Selected excerpt:
--
Part Three: The Gender of Justice


The ultimate crime against a woman, rape, wasn't always viewed as a crime at all. From an acceptable tactic in war to the bedrooms of marital bliss, rape has always been about control. Control over women, in an effort to control men and prove ones virility.

 

Raping the women of ones adversary was once considered a conquerors right, "…[to] destroy all remaining illusions of power and property for men of the defeated side." Unfortunately, by its reputation alone, rape is the easiest accusation to make, and the hardest to prove.[1] The truth is much darker, as studies estimate one in six women will be forcibly raped in her lifetime, less than 40% will be reported to law enforcement.[2]

 

The burden of proof is a steep climb for any victim. Prior to 1974, many states, including New York, required a corroborating witness for all cases of rape before the law would consider a claim, after all no woman can be a reliable witness to her own assault.

 

If she had such evidence, her claim would then be subjected to several objective criteria. First up is the 'consent' factor. Did you fight them off to the 'utmost' of your ability? Did you scream for help? Did you verbally refuse?

 

Compliance for any reason, including fear, was viewed as consent. If you weren't struggling with maximum of might, screaming your head off the entire time for them to stop, you consented. Without these, how was a man to know you didn't want it?
--
Work to do:
1. Reproduce the passage from "The Gender of Justice" word for word, from "If she had such" to "you verbally refuse?".
2. According to "The Gender of Justice," what did many states, including New York, require before 1974 before the law would consider a claim of rape?

Supplied entries:
--
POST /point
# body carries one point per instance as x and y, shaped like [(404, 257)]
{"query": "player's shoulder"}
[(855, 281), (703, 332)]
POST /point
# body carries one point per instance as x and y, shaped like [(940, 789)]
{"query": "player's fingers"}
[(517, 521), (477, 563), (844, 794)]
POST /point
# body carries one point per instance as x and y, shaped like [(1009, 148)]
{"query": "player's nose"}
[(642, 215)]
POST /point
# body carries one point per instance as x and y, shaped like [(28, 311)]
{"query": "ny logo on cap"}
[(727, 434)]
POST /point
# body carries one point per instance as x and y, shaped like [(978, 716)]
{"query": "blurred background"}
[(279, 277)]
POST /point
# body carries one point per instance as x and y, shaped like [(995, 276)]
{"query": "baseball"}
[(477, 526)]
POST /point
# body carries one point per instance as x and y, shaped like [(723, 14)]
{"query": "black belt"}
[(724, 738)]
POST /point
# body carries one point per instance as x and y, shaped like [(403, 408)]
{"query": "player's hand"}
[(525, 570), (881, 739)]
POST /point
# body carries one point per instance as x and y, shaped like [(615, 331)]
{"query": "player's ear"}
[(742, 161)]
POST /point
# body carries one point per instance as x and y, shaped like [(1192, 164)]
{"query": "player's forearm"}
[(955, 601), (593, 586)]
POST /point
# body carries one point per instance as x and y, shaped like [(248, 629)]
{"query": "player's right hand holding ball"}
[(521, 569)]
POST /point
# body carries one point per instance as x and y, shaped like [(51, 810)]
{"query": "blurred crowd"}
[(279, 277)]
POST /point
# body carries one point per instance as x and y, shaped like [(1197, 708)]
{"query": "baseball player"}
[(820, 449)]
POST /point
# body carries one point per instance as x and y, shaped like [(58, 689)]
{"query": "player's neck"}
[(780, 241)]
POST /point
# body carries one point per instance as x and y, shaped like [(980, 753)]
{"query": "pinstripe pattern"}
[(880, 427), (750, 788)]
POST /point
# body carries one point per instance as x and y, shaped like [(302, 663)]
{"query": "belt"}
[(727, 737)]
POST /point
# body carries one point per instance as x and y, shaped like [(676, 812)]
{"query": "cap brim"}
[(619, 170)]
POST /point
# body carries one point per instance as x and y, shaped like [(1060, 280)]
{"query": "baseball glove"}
--
Responses to the exercise:
1.
If she had such evidence, her claim would then be subjected to several objective criteria. First up is the 'consent' factor. Did you fight them off to the 'utmost' of your ability? Did you scream for help? Did you verbally refuse?

2. A corroborating witness for all cases of rape.